» **Problem requirements**
Each record must be retyped in full. No character may differ.

Content starts

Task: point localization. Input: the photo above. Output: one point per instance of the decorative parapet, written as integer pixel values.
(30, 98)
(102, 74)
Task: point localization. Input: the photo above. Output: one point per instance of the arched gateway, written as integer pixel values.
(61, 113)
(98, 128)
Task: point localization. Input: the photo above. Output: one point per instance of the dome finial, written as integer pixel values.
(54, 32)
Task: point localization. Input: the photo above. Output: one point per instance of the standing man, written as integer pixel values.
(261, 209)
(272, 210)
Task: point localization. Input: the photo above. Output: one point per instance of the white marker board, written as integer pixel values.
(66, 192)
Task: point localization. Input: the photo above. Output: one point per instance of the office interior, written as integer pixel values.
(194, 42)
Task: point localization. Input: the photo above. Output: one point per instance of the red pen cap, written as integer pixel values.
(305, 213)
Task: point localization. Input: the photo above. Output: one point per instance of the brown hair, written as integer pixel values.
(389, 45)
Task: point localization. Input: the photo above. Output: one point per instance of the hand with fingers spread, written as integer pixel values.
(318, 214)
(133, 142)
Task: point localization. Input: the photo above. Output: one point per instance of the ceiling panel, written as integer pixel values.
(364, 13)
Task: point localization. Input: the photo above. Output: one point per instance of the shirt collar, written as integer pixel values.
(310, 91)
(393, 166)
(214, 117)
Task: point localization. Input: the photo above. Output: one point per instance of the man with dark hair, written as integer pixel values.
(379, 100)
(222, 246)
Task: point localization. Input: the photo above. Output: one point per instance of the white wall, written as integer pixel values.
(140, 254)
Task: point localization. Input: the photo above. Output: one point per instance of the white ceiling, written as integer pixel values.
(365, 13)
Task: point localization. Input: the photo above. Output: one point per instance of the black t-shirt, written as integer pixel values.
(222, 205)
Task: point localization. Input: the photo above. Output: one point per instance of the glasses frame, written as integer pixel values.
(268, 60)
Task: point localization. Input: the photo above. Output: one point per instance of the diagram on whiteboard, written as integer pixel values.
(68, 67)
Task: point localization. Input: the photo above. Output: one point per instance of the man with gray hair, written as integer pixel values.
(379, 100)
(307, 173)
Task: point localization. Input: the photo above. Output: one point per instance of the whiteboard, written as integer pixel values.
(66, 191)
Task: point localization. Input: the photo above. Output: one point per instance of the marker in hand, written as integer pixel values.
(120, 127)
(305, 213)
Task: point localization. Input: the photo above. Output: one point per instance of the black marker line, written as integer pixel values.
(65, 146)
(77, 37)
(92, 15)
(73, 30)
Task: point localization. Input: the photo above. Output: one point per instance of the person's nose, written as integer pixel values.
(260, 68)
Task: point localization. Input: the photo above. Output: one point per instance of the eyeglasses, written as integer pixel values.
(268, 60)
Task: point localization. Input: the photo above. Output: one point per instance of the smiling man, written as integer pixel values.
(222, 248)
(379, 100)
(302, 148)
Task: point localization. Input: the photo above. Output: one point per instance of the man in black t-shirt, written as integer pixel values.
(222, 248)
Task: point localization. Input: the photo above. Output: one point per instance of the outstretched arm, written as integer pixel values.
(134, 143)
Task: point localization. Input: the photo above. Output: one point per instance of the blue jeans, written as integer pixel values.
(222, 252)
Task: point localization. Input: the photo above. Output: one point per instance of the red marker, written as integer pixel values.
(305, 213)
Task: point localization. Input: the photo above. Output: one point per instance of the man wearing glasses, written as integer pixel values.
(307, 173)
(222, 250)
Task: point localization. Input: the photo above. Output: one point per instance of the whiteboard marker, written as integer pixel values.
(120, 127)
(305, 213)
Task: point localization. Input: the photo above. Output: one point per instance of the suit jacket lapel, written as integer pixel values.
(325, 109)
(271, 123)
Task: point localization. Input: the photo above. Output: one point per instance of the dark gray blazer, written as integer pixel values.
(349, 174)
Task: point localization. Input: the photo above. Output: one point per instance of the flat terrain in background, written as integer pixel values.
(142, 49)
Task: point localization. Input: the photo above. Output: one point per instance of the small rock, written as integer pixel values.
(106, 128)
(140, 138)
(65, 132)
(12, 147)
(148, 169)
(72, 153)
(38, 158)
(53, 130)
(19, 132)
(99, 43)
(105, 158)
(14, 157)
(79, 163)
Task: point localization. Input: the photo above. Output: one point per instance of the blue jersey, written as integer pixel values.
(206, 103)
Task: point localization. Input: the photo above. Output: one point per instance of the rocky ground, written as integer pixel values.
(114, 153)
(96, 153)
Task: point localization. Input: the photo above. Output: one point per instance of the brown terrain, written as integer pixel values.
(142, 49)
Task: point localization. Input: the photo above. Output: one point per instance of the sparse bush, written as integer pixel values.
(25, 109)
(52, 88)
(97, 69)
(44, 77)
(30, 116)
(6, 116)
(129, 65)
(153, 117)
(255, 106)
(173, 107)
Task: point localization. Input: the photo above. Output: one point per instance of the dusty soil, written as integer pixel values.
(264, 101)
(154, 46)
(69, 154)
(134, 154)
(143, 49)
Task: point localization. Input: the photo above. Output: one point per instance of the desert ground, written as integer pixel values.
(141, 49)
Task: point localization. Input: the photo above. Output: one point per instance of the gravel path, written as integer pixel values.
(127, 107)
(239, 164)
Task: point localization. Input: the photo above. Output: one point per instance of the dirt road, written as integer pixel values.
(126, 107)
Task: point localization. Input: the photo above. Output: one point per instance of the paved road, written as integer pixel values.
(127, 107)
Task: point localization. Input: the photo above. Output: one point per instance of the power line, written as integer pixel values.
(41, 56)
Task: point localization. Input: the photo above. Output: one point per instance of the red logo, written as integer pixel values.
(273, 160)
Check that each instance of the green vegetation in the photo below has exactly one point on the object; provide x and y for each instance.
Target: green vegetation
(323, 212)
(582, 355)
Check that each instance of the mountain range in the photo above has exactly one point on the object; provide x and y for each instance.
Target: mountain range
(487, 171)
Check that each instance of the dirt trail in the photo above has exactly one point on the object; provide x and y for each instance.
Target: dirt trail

Content ends

» **Result of this task**
Task: point localization. Input: the photo above. Output: one point per instance of the decorative parapet, written as integer pixel values.
(30, 98)
(102, 74)
Task: point localization. Input: the photo above. Output: one point per instance of the arched gateway, written as integer pixel values.
(61, 113)
(98, 128)
Task: point localization. Input: the photo above. Output: one point per instance of the dome finial, written as integer pixel values.
(54, 32)
Task: point localization. Input: the photo above. Output: one point per instance of the standing man, written as integer pixel values.
(261, 209)
(272, 210)
Task: point localization. Input: the photo above. Output: one point per instance of the white marker board, written as integer pixel values.
(66, 192)
Task: point localization. Input: the photo above. Output: one point per instance of the office interior, written as integer pixel values.
(194, 42)
Task: point localization. Input: the photo above. Output: one point per instance of the red pen cap, written as integer pixel values.
(305, 213)
Task: point localization. Input: the photo above. Output: one point per instance of the brown hair, written as integer pixel values.
(389, 45)
Task: point localization. Input: the photo above. Output: one point per instance of the hand with fingers spread, written as integer pixel values.
(318, 214)
(133, 142)
Task: point localization. Input: the photo above. Output: one point per instance of the ceiling panel, written as integer pixel values.
(364, 13)
Task: point localization. Input: the photo above. Output: one point per instance of the shirt collar, written as integer pixel values.
(310, 91)
(393, 166)
(214, 117)
Task: point localization. Input: the photo above. Output: one point per instance of the man with dark hair, written as integer pixel values.
(379, 100)
(222, 246)
Task: point localization. Input: the photo above. Output: one point per instance of the white wall, written as integer pixel values.
(140, 254)
Task: point localization. Input: the photo above. Output: one point per instance of the white ceiling, written as integer pixel values.
(365, 13)
Task: point localization. Input: the photo above. Output: one point per instance of the black t-shirt, written as integer pixel values.
(222, 205)
Task: point localization. Input: the photo above. Output: one point per instance of the glasses frame, written as integer pixel values.
(268, 60)
Task: point localization. Input: the photo above. Output: one point per instance of the diagram on whiteboard, written as integer pixel values.
(68, 67)
Task: point localization. Input: the photo above. Output: one point per instance of the man with gray hair, written as integer pixel values.
(379, 100)
(307, 173)
Task: point localization. Input: the photo above. Output: one point per instance of the whiteboard, written as integer pixel values.
(66, 191)
Task: point localization. Input: the photo above. Output: one point per instance of the marker in hand, written as integer pixel values.
(120, 127)
(305, 213)
Task: point localization. Input: the photo above. Output: one point per instance of the black marker line, written as integer pixel values.
(65, 146)
(77, 37)
(92, 15)
(73, 30)
Task: point localization. Input: the photo above. Output: one point per instance of the person's nose, written as integer pixel values.
(260, 68)
Task: point localization. Input: the photo above. Output: one point per instance of the eyeglasses, written as integer pixel values.
(268, 60)
Task: point localization. Input: the photo above. Output: one point per instance of the smiling man, written as integer pixel values.
(222, 248)
(379, 100)
(302, 148)
Task: point localization. Input: the photo above. Output: one point per instance of the man in black t-shirt, written as integer pixel values.
(222, 248)
Task: point localization. Input: the photo above. Output: one point per instance of the outstretched arm, written as integer pixel values.
(134, 143)
Task: point localization. Input: the photo above. Output: one point per instance of the blue jeans, written as integer pixel values.
(222, 252)
Task: point localization. Input: the photo above. Output: one point per instance of the red marker, written as integer pixel values.
(305, 213)
Task: point localization. Input: the photo above. Output: one point per instance of the man wearing glasses, written as integer pixel values.
(307, 173)
(222, 250)
Task: point localization. Input: the photo above. Output: one point per instance of the whiteboard marker, written as integer pixel values.
(120, 127)
(305, 213)
Task: point localization. Input: the photo above. Output: one point per instance of the suit jacket lapel, written as integer pixel values.
(325, 109)
(271, 123)
Task: point localization. Input: the photo above. Output: one point per instance of the dark gray blazer, written as integer pixel values.
(349, 174)
Task: point localization. Input: the photo above. Output: one point per instance of the flat terrain in background, written as integer pixel values.
(142, 49)
Task: point localization. Input: the photo above. Output: one point per instance of the small rock, written as integer pixel values.
(106, 128)
(140, 138)
(65, 132)
(12, 147)
(148, 169)
(72, 153)
(38, 158)
(53, 130)
(19, 132)
(99, 43)
(105, 158)
(14, 157)
(79, 163)
Task: point localization. Input: the photo above. Output: one point per instance of the blue jersey, written as integer pixel values.
(206, 103)
Task: point localization. Input: the photo above. Output: one point per instance of the rocky ground, written as integer pixel values.
(114, 153)
(96, 153)
Task: point localization. Input: the photo above. Output: one point per instance of the brown terrain, written as integer pixel values.
(142, 49)
Task: point localization. Input: the photo above. Output: one point per instance of the sparse bush, written as integer pixel values.
(25, 109)
(52, 88)
(97, 69)
(44, 77)
(30, 116)
(6, 116)
(129, 65)
(153, 117)
(255, 106)
(173, 107)
Task: point localization. Input: the photo above. Output: one point per instance of the dusty soil, written as integer pixel values.
(264, 101)
(154, 46)
(69, 154)
(134, 154)
(143, 49)
Task: point localization. Input: the photo above. Output: one point per instance of the desert ground, written as integer pixel values.
(141, 49)
Task: point localization. Input: the photo above. Output: one point per instance of the gravel path, written as integer pixel values.
(127, 107)
(239, 164)
Task: point localization. Input: the photo above. Output: one point per instance of the dirt road, written as integer pixel values.
(126, 107)
Task: point localization. Input: the photo above. Output: one point per instance of the paved road, written as integer pixel values.
(127, 107)
Task: point localization. Input: the photo above. Output: one point per instance of the power line, written as integer pixel values.
(41, 56)
Task: point localization. Input: the photo above. Output: one point per instance of the red logo, written as integer pixel values.
(273, 160)
Check that each instance of the green vegetation in the photo below has exactly one point on the object; provide x and y for each instance.
Target: green vegetation
(323, 212)
(582, 355)
Check that each instance of the mountain range in the photo above has exactly one point on the object; provide x and y for each instance.
Target: mountain range
(487, 171)
Check that each instance of the dirt trail in the photo above has exactly one point on the object; provide x and y for each instance.
Target: dirt trail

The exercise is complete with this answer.